----- DATA FOR THIS TASK
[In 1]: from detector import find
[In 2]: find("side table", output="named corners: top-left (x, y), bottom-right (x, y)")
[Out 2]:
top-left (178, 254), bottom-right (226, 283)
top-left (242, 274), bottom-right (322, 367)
----------
# WHAT THIS TASK INVOLVES:
Please reproduce these lines word for word.

# RESULT OF THIS EXERCISE:
[In 1]: from detector import find
[In 2]: find("side table", output="named corners: top-left (x, y), bottom-right (x, y)")
[Out 2]:
top-left (178, 254), bottom-right (226, 283)
top-left (242, 274), bottom-right (322, 367)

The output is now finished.